-- START Text provided --

# Rocket 58mm Tamper



## anton78 (Oct 12, 2014)

Time to give a little something back. I got this tamper with my R58. Not using it, as I like my madebyknock tamper (which of course I had to wait forever to receive). So, for the cost of postage (probably a couple of quid), this tamper's yours. Ideally, I'd like it to go to someone who's still struggling with a crappy plastic tamper, but if you want it, shout up.

Apologies for the lying down nature of the photo, but I now can't be chewed to rotate it. It's Saturday night, after all.

Cheers!

Anton


----------



## urbanbumpkin (Jan 30, 2013)

Is it slightly smaller than a 58mm? If so I'd like it to weight down the beans in my SJ. If not I'd rather it go to someone who's just starting out and needs a 58 to fit a standard basket. Nice gesture BTW.


----------



## anton78 (Oct 12, 2014)

I've got no way of measuring it that accurately, so I'll have to throw that one out to the floor, if anyone knows. Will see what I can find out. It's not massively heavy - 230g, but that's probably enough to weigh some beans down.


----------



## anton78 (Oct 12, 2014)

Thinking about it, Mrs Anton is a scientist. If she doesn't have callipers at work, nobody will. If it's still available on Monday I'll send it to work with her.


----------



## anton78 (Oct 12, 2014)

By my eyes, it's 57mm. I can't guarantee that either way, but if it doesn't work for you you could always pass it on?


----------



## grumpydaddy (Oct 20, 2014)

-- END Text provided --

Copy the tamper thread from "Apologies for the" up to and including "Nice gesture BTW.", swapping "Saturday" for "Friday".

-- START Extracted entries --

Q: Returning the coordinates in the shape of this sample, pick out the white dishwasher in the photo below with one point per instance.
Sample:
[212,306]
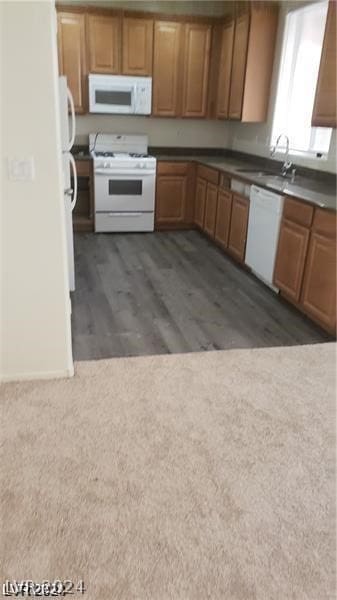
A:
[265,213]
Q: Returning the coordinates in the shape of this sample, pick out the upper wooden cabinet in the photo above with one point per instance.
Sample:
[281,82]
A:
[324,112]
[197,43]
[120,45]
[225,68]
[104,35]
[238,66]
[246,63]
[166,60]
[71,52]
[137,46]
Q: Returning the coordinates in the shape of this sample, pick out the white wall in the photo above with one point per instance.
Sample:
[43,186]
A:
[255,138]
[161,132]
[35,319]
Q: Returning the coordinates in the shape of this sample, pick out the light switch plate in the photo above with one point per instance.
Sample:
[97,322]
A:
[21,169]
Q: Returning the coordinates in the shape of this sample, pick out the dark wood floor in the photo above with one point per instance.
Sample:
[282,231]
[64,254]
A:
[155,293]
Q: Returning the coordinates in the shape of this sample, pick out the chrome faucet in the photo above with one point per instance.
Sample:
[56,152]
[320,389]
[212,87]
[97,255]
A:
[287,163]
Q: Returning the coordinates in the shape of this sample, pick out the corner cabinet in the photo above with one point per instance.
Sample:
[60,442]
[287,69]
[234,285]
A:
[174,205]
[238,227]
[166,64]
[137,46]
[324,112]
[200,202]
[305,267]
[197,44]
[211,209]
[72,55]
[104,37]
[225,68]
[223,218]
[238,66]
[246,63]
[318,296]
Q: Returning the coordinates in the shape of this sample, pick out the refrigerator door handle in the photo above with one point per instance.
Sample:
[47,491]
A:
[73,166]
[73,120]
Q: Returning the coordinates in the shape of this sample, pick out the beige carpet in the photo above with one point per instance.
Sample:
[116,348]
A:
[186,477]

-- END Extracted entries --

__Exercise result__.
Apologies for the lying down nature of the photo, but I now can't be chewed to rotate it. It's Friday night, after all.

Cheers!

Anton


----------



## urbanbumpkin (Jan 30, 2013)

Is it slightly smaller than a 58mm? If so I'd like it to weight down the beans in my SJ. If not I'd rather it go to someone who's just starting out and needs a 58 to fit a standard basket. Nice gesture BTW.